The problem: Can you locate every line in the items below that contains the word "potted", treating uppercase and lowercase as different, and copy each of those lines in full?

Input data:
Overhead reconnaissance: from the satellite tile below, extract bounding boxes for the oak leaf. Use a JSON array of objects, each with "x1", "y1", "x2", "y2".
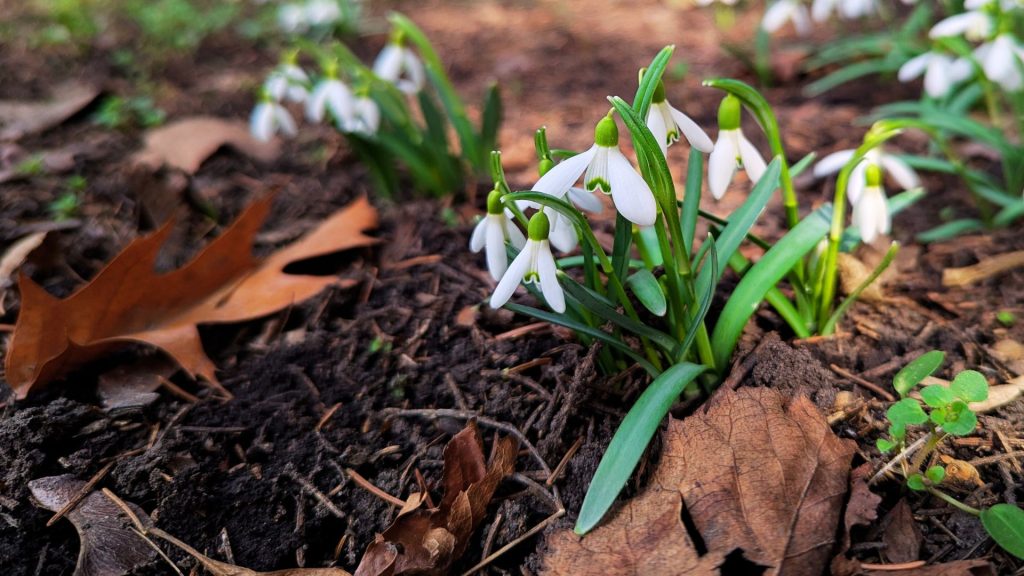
[
  {"x1": 6, "y1": 196, "x2": 377, "y2": 398},
  {"x1": 355, "y1": 422, "x2": 518, "y2": 576},
  {"x1": 544, "y1": 388, "x2": 855, "y2": 576}
]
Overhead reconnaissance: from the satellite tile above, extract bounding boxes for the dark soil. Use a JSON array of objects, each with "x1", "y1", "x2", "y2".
[{"x1": 0, "y1": 1, "x2": 1024, "y2": 576}]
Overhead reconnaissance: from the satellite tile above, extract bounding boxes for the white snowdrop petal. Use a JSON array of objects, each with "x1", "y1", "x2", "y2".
[
  {"x1": 490, "y1": 240, "x2": 537, "y2": 308},
  {"x1": 814, "y1": 150, "x2": 854, "y2": 178},
  {"x1": 486, "y1": 214, "x2": 509, "y2": 281},
  {"x1": 530, "y1": 145, "x2": 597, "y2": 197},
  {"x1": 537, "y1": 241, "x2": 565, "y2": 314},
  {"x1": 738, "y1": 132, "x2": 767, "y2": 183},
  {"x1": 881, "y1": 154, "x2": 921, "y2": 190},
  {"x1": 671, "y1": 108, "x2": 715, "y2": 154},
  {"x1": 608, "y1": 149, "x2": 657, "y2": 225},
  {"x1": 708, "y1": 130, "x2": 736, "y2": 200},
  {"x1": 469, "y1": 216, "x2": 487, "y2": 253}
]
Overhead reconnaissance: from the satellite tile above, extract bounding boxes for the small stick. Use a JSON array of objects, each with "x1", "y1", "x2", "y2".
[
  {"x1": 345, "y1": 468, "x2": 406, "y2": 508},
  {"x1": 828, "y1": 364, "x2": 896, "y2": 402},
  {"x1": 544, "y1": 436, "x2": 583, "y2": 486},
  {"x1": 46, "y1": 460, "x2": 117, "y2": 528},
  {"x1": 462, "y1": 508, "x2": 565, "y2": 576}
]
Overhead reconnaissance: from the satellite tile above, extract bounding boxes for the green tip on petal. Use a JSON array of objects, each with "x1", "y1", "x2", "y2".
[
  {"x1": 537, "y1": 158, "x2": 555, "y2": 176},
  {"x1": 594, "y1": 112, "x2": 618, "y2": 148},
  {"x1": 718, "y1": 94, "x2": 742, "y2": 130},
  {"x1": 526, "y1": 212, "x2": 551, "y2": 242},
  {"x1": 487, "y1": 188, "x2": 505, "y2": 214},
  {"x1": 864, "y1": 164, "x2": 882, "y2": 188}
]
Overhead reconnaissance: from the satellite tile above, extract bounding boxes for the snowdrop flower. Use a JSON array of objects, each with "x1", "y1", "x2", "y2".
[
  {"x1": 928, "y1": 10, "x2": 994, "y2": 42},
  {"x1": 897, "y1": 52, "x2": 974, "y2": 98},
  {"x1": 469, "y1": 190, "x2": 526, "y2": 280},
  {"x1": 348, "y1": 94, "x2": 381, "y2": 136},
  {"x1": 708, "y1": 94, "x2": 765, "y2": 200},
  {"x1": 490, "y1": 211, "x2": 565, "y2": 313},
  {"x1": 761, "y1": 0, "x2": 811, "y2": 36},
  {"x1": 278, "y1": 4, "x2": 309, "y2": 34},
  {"x1": 263, "y1": 50, "x2": 309, "y2": 102},
  {"x1": 647, "y1": 81, "x2": 715, "y2": 154},
  {"x1": 814, "y1": 148, "x2": 921, "y2": 200},
  {"x1": 850, "y1": 164, "x2": 892, "y2": 244},
  {"x1": 974, "y1": 32, "x2": 1024, "y2": 92},
  {"x1": 374, "y1": 34, "x2": 425, "y2": 94},
  {"x1": 249, "y1": 94, "x2": 298, "y2": 141},
  {"x1": 306, "y1": 63, "x2": 355, "y2": 126},
  {"x1": 534, "y1": 112, "x2": 657, "y2": 226},
  {"x1": 305, "y1": 0, "x2": 341, "y2": 26}
]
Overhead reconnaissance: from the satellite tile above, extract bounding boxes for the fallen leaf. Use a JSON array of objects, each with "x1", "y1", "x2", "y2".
[
  {"x1": 0, "y1": 82, "x2": 99, "y2": 140},
  {"x1": 132, "y1": 116, "x2": 281, "y2": 174},
  {"x1": 6, "y1": 196, "x2": 377, "y2": 398},
  {"x1": 544, "y1": 388, "x2": 855, "y2": 575},
  {"x1": 355, "y1": 422, "x2": 518, "y2": 576},
  {"x1": 0, "y1": 232, "x2": 46, "y2": 316},
  {"x1": 882, "y1": 499, "x2": 922, "y2": 564},
  {"x1": 146, "y1": 528, "x2": 350, "y2": 576},
  {"x1": 29, "y1": 475, "x2": 157, "y2": 576}
]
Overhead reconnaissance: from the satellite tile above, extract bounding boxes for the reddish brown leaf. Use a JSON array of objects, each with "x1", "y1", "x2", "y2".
[
  {"x1": 355, "y1": 423, "x2": 518, "y2": 576},
  {"x1": 6, "y1": 192, "x2": 377, "y2": 398},
  {"x1": 133, "y1": 117, "x2": 281, "y2": 174},
  {"x1": 0, "y1": 82, "x2": 99, "y2": 140},
  {"x1": 545, "y1": 388, "x2": 855, "y2": 575}
]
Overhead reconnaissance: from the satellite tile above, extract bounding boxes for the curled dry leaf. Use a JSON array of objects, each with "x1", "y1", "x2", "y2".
[
  {"x1": 0, "y1": 232, "x2": 46, "y2": 316},
  {"x1": 0, "y1": 82, "x2": 99, "y2": 140},
  {"x1": 133, "y1": 116, "x2": 281, "y2": 174},
  {"x1": 6, "y1": 191, "x2": 377, "y2": 398},
  {"x1": 29, "y1": 475, "x2": 157, "y2": 576},
  {"x1": 544, "y1": 388, "x2": 855, "y2": 576},
  {"x1": 355, "y1": 422, "x2": 518, "y2": 576}
]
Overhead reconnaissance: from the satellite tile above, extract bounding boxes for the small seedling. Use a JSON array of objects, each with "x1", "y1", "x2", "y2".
[{"x1": 877, "y1": 351, "x2": 1024, "y2": 559}]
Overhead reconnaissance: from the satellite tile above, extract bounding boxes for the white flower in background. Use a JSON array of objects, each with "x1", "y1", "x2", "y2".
[
  {"x1": 928, "y1": 10, "x2": 994, "y2": 42},
  {"x1": 348, "y1": 94, "x2": 381, "y2": 136},
  {"x1": 534, "y1": 112, "x2": 657, "y2": 226},
  {"x1": 647, "y1": 81, "x2": 715, "y2": 154},
  {"x1": 849, "y1": 163, "x2": 892, "y2": 244},
  {"x1": 305, "y1": 0, "x2": 341, "y2": 26},
  {"x1": 249, "y1": 96, "x2": 298, "y2": 141},
  {"x1": 263, "y1": 51, "x2": 309, "y2": 102},
  {"x1": 761, "y1": 0, "x2": 811, "y2": 36},
  {"x1": 490, "y1": 211, "x2": 565, "y2": 313},
  {"x1": 814, "y1": 148, "x2": 921, "y2": 199},
  {"x1": 278, "y1": 3, "x2": 309, "y2": 34},
  {"x1": 469, "y1": 190, "x2": 526, "y2": 281},
  {"x1": 708, "y1": 94, "x2": 765, "y2": 200},
  {"x1": 896, "y1": 52, "x2": 974, "y2": 98},
  {"x1": 974, "y1": 32, "x2": 1024, "y2": 92},
  {"x1": 374, "y1": 36, "x2": 426, "y2": 94},
  {"x1": 306, "y1": 63, "x2": 355, "y2": 125}
]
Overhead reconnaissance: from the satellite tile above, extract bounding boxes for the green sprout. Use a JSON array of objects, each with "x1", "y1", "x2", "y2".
[{"x1": 874, "y1": 351, "x2": 1024, "y2": 559}]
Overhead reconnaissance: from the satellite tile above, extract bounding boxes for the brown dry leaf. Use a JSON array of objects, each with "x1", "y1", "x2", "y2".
[
  {"x1": 355, "y1": 422, "x2": 518, "y2": 576},
  {"x1": 0, "y1": 82, "x2": 99, "y2": 140},
  {"x1": 29, "y1": 475, "x2": 157, "y2": 576},
  {"x1": 6, "y1": 196, "x2": 377, "y2": 398},
  {"x1": 133, "y1": 116, "x2": 281, "y2": 174},
  {"x1": 146, "y1": 528, "x2": 351, "y2": 576},
  {"x1": 0, "y1": 232, "x2": 46, "y2": 316},
  {"x1": 545, "y1": 388, "x2": 856, "y2": 576},
  {"x1": 882, "y1": 499, "x2": 922, "y2": 564}
]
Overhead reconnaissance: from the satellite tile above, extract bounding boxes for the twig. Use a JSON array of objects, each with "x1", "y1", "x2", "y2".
[
  {"x1": 345, "y1": 468, "x2": 406, "y2": 508},
  {"x1": 46, "y1": 460, "x2": 117, "y2": 528},
  {"x1": 462, "y1": 508, "x2": 565, "y2": 576},
  {"x1": 828, "y1": 364, "x2": 896, "y2": 402}
]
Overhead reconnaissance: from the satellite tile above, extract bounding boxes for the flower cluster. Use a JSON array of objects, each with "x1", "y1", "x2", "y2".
[
  {"x1": 899, "y1": 0, "x2": 1024, "y2": 98},
  {"x1": 250, "y1": 35, "x2": 425, "y2": 140}
]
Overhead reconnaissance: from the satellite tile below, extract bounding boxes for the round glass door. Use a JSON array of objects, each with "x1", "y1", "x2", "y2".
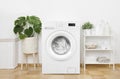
[{"x1": 51, "y1": 36, "x2": 71, "y2": 55}]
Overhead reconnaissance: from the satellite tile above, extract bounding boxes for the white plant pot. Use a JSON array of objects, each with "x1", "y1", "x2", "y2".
[
  {"x1": 22, "y1": 37, "x2": 38, "y2": 54},
  {"x1": 84, "y1": 29, "x2": 91, "y2": 35}
]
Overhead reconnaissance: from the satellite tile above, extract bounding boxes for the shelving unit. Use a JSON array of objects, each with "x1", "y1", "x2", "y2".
[{"x1": 84, "y1": 35, "x2": 115, "y2": 70}]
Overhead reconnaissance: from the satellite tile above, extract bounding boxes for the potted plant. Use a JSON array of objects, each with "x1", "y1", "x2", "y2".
[
  {"x1": 13, "y1": 16, "x2": 42, "y2": 53},
  {"x1": 82, "y1": 22, "x2": 93, "y2": 35}
]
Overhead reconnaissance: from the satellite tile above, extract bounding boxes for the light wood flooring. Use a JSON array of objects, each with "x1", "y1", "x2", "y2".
[{"x1": 0, "y1": 65, "x2": 120, "y2": 79}]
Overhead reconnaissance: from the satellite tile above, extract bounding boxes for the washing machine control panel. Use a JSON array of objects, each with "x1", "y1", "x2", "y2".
[{"x1": 68, "y1": 23, "x2": 75, "y2": 27}]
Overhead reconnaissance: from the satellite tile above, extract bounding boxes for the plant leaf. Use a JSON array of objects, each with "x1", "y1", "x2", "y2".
[
  {"x1": 13, "y1": 25, "x2": 23, "y2": 34},
  {"x1": 19, "y1": 33, "x2": 26, "y2": 39}
]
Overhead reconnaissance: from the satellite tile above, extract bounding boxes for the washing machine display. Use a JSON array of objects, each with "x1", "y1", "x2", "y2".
[{"x1": 51, "y1": 36, "x2": 71, "y2": 55}]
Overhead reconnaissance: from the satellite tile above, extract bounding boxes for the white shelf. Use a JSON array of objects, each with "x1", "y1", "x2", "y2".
[{"x1": 84, "y1": 35, "x2": 114, "y2": 70}]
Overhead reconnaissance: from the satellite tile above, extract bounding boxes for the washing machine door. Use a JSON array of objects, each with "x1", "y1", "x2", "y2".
[{"x1": 47, "y1": 31, "x2": 77, "y2": 60}]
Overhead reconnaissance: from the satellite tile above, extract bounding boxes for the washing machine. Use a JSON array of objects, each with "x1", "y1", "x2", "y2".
[{"x1": 42, "y1": 22, "x2": 80, "y2": 74}]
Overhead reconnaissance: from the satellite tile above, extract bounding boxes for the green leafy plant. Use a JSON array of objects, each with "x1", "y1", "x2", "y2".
[
  {"x1": 82, "y1": 22, "x2": 93, "y2": 29},
  {"x1": 13, "y1": 16, "x2": 42, "y2": 39}
]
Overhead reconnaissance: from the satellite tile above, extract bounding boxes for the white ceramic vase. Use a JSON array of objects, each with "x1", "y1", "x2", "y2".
[{"x1": 84, "y1": 29, "x2": 91, "y2": 36}]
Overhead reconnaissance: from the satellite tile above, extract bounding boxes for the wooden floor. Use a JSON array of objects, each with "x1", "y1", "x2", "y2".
[{"x1": 0, "y1": 65, "x2": 120, "y2": 79}]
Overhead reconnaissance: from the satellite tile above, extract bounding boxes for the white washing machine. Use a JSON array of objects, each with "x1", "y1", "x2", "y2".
[{"x1": 42, "y1": 22, "x2": 80, "y2": 74}]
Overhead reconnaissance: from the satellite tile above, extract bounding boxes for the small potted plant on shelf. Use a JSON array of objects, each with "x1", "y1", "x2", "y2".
[
  {"x1": 82, "y1": 22, "x2": 93, "y2": 35},
  {"x1": 13, "y1": 16, "x2": 42, "y2": 52}
]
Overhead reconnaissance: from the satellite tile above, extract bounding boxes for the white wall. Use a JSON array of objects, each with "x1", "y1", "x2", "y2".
[{"x1": 0, "y1": 0, "x2": 120, "y2": 63}]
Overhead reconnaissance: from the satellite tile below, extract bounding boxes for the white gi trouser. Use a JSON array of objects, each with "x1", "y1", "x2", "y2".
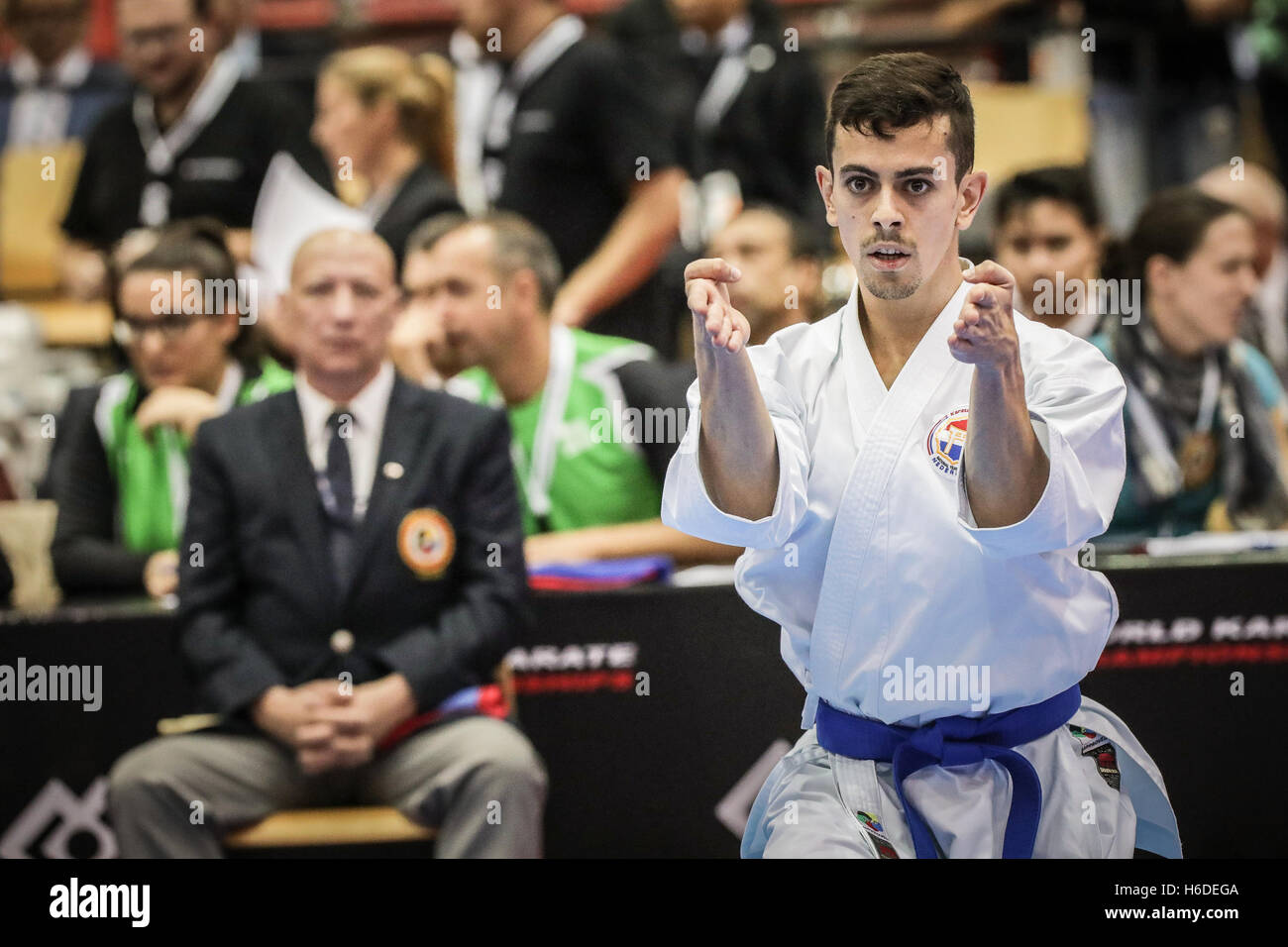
[{"x1": 742, "y1": 697, "x2": 1181, "y2": 858}]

Result of the task:
Overhead reconnaissance: from the satellite tile above, extract bounding boxes for the potted plant. Use a JSON array of objects, each with "x1", "y1", "x2", "y2".
Overhead reconnaissance: from the satellite tile above, extract bounding boxes for the small potted plant on shelf. Use a JSON array of objects, each with "x1", "y1", "x2", "y2".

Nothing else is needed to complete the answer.